## ABOUT THIS EXERCISE
The line containing "the white building" and every line after it, through the last line of the records, are to be transcribed exactly, and nothing else.

## Point localization data
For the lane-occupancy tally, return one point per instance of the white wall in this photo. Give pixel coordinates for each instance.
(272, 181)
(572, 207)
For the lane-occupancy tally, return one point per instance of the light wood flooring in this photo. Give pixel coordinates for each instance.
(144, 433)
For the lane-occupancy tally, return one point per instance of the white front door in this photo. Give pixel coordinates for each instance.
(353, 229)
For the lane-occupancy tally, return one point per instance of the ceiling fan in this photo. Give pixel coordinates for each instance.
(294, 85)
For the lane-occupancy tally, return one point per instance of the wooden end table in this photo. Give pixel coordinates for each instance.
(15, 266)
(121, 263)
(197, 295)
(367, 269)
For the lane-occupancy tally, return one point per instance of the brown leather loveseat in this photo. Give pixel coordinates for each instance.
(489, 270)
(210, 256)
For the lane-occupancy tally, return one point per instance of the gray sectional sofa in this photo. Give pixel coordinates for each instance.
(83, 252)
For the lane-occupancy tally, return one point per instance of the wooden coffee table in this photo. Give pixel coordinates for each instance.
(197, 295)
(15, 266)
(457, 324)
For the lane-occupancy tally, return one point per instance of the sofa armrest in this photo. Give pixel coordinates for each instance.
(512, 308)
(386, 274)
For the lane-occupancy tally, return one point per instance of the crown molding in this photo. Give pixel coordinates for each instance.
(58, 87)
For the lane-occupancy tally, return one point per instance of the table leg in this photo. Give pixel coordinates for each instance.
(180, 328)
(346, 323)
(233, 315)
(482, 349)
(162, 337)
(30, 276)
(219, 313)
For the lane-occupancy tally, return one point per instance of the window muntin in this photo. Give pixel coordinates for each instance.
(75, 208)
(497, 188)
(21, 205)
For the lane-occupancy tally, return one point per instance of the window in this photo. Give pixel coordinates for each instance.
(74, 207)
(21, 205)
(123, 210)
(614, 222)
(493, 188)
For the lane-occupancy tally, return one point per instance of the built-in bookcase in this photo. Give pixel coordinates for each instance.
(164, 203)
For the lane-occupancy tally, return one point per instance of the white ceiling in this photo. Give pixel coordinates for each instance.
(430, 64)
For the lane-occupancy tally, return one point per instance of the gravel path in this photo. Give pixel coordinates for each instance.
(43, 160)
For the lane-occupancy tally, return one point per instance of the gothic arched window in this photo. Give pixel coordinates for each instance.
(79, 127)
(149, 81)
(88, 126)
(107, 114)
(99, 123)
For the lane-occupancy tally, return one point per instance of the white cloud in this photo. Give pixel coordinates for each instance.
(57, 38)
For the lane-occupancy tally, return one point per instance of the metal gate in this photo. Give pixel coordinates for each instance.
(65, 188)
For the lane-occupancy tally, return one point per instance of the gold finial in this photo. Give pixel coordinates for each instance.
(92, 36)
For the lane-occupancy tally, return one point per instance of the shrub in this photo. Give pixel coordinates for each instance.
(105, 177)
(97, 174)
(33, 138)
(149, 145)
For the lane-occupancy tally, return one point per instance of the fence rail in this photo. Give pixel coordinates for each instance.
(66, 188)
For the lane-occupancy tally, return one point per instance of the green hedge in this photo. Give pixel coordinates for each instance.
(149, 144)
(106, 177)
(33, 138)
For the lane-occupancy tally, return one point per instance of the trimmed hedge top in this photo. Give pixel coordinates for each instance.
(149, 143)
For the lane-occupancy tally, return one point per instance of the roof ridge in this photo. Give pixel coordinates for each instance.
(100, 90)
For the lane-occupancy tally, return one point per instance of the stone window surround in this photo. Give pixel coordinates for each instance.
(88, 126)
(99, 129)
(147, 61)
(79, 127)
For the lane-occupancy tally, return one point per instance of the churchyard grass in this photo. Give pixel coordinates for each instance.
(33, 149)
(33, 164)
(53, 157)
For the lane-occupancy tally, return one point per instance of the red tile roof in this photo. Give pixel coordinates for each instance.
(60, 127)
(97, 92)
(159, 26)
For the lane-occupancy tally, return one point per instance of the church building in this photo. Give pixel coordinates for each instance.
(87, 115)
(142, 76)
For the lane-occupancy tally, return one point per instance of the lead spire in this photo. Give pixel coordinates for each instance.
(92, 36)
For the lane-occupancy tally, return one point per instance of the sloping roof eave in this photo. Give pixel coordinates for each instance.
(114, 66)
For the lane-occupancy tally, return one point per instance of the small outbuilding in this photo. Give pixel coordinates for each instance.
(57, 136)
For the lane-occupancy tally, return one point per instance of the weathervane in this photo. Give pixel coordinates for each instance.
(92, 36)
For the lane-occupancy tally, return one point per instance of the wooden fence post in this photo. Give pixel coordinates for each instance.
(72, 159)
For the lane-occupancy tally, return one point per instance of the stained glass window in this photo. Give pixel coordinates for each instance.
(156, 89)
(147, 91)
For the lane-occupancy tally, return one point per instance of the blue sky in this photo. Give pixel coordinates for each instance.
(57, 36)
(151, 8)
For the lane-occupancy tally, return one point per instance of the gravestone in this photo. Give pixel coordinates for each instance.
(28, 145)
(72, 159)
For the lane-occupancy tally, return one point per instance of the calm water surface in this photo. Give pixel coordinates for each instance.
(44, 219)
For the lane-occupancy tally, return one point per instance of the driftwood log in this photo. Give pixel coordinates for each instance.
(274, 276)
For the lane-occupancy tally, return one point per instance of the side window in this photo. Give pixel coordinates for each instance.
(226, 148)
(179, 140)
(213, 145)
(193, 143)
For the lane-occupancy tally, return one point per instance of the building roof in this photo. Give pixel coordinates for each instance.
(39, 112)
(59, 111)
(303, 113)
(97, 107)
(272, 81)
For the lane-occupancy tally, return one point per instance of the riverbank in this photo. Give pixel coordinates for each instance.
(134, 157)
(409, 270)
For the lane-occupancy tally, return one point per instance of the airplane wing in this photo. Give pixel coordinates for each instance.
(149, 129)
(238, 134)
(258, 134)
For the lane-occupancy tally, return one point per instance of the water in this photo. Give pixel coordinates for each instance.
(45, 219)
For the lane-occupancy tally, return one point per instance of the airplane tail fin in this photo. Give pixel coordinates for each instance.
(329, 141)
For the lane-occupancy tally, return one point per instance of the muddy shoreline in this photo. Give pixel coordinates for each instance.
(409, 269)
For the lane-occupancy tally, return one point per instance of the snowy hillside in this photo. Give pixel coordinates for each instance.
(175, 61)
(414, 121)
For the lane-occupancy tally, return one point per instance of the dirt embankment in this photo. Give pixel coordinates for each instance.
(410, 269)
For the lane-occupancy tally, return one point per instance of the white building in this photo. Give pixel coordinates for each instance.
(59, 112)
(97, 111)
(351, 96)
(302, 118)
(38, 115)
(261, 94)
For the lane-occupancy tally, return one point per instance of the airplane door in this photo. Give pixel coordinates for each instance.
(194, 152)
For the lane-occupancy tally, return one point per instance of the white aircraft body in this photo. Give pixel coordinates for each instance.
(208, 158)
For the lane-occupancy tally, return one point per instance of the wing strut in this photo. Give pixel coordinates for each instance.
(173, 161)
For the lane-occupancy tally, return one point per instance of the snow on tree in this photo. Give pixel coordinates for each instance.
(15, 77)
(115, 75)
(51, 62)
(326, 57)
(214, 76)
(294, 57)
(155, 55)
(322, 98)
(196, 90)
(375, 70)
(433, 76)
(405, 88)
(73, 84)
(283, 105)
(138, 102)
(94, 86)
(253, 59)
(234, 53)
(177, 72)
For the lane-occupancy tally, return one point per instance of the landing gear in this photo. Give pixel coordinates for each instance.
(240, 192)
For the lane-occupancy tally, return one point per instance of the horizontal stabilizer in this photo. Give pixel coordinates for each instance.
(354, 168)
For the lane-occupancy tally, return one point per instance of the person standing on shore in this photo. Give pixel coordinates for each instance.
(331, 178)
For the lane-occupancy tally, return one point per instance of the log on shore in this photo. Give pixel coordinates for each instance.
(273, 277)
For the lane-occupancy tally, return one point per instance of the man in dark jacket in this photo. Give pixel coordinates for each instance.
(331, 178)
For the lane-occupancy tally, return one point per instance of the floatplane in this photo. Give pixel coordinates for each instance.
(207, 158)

## RESPONSE TO THIS TASK
For the lane-occupancy tally, return one point per instance of the white building in this photo. Give pixel coordinates for each instance.
(59, 112)
(97, 111)
(351, 96)
(302, 118)
(38, 115)
(261, 94)
For the lane-occupancy tally, return one point per instance of the airplane door in this photo. Give pixel coordinates for each instance.
(194, 152)
For the lane-occupancy tally, return one point per instance of the white aircraft body in this photo. Give pixel coordinates for each instance.
(208, 158)
For the lane-occupancy tally, return one point per instance of the wing strut in this photo. Give pixel coordinates for each instance.
(173, 161)
For the lane-occupancy tally, return one point per instance of the snow on tree in this photo. Give pixel coordinates for each instance.
(15, 77)
(115, 75)
(51, 62)
(326, 57)
(214, 76)
(294, 57)
(155, 55)
(322, 98)
(196, 90)
(375, 70)
(433, 76)
(405, 88)
(73, 84)
(283, 105)
(138, 102)
(94, 86)
(253, 59)
(234, 53)
(177, 72)
For the lane-occupancy tally, return one point per instance of the landing gear in this photo. Give pixel coordinates for each instance.
(240, 192)
For the lane-occupancy tally, return one point per instance of the horizontal stabilizer in this photo. Give pixel coordinates for each instance.
(354, 168)
For the lane-occupancy tally, return one point per instance of the person standing on shore in this photo. Give pixel coordinates for each instance.
(331, 178)
For the lane-occupancy tally, return one point per instance of the log on shore in this photo. Give pixel coordinates for each instance.
(273, 277)
For the lane-occupancy tally, return one point per instance of the man in dark jacket in this photo. Give pixel coordinates for each instance.
(331, 178)
For the lane-occupancy tally, return one point per instance of the floatplane in this photo. Give pixel coordinates for each instance.
(207, 158)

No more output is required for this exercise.